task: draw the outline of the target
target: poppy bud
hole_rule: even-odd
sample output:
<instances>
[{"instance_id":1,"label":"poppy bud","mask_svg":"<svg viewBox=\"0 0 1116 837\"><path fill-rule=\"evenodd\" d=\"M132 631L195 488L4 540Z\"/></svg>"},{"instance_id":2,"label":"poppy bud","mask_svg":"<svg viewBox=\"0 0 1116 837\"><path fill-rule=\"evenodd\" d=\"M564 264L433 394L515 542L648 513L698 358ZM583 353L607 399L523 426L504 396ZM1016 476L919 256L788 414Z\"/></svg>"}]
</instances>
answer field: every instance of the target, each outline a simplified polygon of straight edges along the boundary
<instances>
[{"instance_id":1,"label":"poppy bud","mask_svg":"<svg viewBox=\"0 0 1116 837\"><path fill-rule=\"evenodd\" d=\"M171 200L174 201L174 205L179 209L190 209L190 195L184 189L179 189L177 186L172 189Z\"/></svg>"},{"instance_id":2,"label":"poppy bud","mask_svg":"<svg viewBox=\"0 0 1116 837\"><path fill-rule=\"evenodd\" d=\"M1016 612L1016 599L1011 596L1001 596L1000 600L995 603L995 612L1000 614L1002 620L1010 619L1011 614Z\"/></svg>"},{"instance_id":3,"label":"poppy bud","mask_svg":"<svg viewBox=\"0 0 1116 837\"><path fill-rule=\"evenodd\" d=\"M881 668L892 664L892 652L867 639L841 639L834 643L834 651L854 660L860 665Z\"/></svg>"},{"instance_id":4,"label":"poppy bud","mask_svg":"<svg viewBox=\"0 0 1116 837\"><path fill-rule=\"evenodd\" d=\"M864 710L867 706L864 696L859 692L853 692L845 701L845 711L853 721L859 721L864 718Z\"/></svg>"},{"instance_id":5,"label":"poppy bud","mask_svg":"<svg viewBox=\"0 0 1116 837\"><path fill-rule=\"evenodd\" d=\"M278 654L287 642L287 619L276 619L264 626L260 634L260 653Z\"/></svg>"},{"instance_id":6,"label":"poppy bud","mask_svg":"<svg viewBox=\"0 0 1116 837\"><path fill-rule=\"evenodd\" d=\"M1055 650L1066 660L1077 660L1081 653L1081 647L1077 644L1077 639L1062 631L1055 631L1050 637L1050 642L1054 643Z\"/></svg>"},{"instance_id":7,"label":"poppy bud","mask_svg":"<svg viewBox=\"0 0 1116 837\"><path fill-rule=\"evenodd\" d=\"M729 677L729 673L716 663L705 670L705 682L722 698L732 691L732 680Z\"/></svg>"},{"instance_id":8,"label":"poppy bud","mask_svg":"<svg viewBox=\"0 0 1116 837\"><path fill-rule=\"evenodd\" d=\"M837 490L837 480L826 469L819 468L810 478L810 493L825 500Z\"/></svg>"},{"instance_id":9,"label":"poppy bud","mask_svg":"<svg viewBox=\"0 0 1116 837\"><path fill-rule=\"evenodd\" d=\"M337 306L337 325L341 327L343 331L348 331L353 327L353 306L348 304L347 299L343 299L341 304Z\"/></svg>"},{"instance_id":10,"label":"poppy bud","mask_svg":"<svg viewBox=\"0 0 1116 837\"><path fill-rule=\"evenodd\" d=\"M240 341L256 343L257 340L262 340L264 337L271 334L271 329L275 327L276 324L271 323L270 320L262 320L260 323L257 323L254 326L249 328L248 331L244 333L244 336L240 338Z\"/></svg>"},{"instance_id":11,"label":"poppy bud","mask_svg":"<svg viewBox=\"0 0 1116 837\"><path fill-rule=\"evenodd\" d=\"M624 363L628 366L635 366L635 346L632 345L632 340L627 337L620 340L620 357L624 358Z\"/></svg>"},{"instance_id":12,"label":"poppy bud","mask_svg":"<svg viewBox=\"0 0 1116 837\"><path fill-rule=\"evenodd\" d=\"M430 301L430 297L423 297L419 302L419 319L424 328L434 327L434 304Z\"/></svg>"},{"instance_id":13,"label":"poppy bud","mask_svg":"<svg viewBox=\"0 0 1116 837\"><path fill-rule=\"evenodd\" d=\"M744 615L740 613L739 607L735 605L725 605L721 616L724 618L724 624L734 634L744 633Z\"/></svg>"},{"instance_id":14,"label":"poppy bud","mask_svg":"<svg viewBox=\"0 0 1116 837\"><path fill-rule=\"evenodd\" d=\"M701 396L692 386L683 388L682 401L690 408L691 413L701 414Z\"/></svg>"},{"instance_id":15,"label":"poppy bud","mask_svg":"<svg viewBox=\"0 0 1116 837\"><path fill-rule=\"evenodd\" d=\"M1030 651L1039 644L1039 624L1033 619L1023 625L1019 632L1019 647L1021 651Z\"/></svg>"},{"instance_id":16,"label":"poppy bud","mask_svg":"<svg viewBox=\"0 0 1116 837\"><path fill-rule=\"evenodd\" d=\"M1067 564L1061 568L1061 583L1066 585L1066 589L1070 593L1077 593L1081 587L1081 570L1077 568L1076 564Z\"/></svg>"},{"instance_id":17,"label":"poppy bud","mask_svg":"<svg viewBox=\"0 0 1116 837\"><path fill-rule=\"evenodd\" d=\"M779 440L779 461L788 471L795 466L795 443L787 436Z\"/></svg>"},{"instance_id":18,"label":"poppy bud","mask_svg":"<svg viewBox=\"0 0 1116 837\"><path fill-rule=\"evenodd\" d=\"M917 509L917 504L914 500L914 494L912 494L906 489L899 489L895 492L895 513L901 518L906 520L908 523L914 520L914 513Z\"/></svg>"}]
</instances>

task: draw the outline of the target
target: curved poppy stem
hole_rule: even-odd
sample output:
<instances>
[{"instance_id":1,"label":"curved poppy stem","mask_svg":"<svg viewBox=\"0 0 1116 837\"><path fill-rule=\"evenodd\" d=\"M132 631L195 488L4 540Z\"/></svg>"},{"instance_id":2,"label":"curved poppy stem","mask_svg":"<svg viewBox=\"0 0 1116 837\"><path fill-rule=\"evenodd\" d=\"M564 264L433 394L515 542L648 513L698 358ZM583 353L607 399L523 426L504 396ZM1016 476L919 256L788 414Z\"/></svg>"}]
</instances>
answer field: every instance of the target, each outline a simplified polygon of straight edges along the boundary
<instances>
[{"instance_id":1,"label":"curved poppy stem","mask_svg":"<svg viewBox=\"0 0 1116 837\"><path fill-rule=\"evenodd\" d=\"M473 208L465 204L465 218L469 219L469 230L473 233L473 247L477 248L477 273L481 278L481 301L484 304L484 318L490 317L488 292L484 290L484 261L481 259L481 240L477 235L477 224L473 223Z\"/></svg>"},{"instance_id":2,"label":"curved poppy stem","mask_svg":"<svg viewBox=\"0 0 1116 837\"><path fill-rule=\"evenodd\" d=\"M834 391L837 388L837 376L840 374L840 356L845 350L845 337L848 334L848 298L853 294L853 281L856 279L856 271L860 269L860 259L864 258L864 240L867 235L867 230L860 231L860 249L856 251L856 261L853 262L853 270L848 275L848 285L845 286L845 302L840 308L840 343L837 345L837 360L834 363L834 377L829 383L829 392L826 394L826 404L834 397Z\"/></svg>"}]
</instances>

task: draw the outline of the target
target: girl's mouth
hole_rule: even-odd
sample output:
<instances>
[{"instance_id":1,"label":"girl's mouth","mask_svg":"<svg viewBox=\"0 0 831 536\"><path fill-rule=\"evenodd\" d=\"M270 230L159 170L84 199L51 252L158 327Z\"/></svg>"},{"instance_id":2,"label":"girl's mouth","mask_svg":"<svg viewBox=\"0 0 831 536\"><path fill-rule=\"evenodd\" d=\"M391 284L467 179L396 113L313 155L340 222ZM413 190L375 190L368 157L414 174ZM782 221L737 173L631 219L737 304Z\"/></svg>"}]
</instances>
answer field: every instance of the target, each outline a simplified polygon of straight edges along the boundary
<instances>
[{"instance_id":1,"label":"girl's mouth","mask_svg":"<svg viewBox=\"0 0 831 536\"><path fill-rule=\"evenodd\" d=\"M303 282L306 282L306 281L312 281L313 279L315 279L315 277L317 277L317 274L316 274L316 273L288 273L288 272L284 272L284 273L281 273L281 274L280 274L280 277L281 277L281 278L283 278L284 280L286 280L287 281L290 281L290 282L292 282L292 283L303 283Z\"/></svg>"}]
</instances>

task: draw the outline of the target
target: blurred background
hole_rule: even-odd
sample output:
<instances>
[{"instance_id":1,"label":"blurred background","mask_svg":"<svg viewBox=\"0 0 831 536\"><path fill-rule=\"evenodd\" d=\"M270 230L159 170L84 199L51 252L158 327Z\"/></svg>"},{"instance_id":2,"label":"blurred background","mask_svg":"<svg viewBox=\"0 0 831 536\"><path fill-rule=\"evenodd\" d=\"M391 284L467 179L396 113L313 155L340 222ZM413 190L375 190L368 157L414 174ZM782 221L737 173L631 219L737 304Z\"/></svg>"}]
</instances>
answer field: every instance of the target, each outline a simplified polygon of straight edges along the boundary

WHAT IS EXPECTED
In how many lines of the material above does the string "girl" appear, with case counting? Reply with the number alone.

EXERCISE ANSWER
3